::: Supplied data
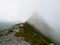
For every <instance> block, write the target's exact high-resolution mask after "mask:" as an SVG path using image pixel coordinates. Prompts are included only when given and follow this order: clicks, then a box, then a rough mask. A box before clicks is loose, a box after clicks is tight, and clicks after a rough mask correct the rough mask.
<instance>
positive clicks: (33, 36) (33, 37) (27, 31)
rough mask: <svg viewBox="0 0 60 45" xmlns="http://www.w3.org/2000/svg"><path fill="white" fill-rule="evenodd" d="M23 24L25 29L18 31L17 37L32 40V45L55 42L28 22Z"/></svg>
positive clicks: (30, 41)
mask: <svg viewBox="0 0 60 45" xmlns="http://www.w3.org/2000/svg"><path fill="white" fill-rule="evenodd" d="M23 26H24V27H23V29H24V30H22V31H20V32H17V33H16V34H15V36H16V37H24V38H25V40H26V41H30V42H31V45H49V44H50V43H53V42H52V41H51V40H50V39H48V38H47V37H46V36H44V35H43V34H42V33H41V32H40V31H38V30H37V29H36V28H34V26H32V25H30V24H29V23H27V22H26V23H24V25H23Z"/></svg>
::::::
Work instructions » Please output exactly the lines of the data above, from its first line through the line with "rough mask: <svg", and nothing else; drop the pictures.

Solution to this task »
For every <instance> block, write the target's exact high-resolution mask after "mask:" as an SVG path using image pixel coordinates. Prompts are included only when given and follow this order: clicks, then a box, then a rough mask. A box before clicks is loose, a box after clicks is tight, and clicks after a rough mask correct the rough mask.
<instance>
positive clicks: (33, 36) (33, 37) (27, 31)
rough mask: <svg viewBox="0 0 60 45" xmlns="http://www.w3.org/2000/svg"><path fill="white" fill-rule="evenodd" d="M23 24L25 29L18 31L17 37L32 40V45L55 42L28 22Z"/></svg>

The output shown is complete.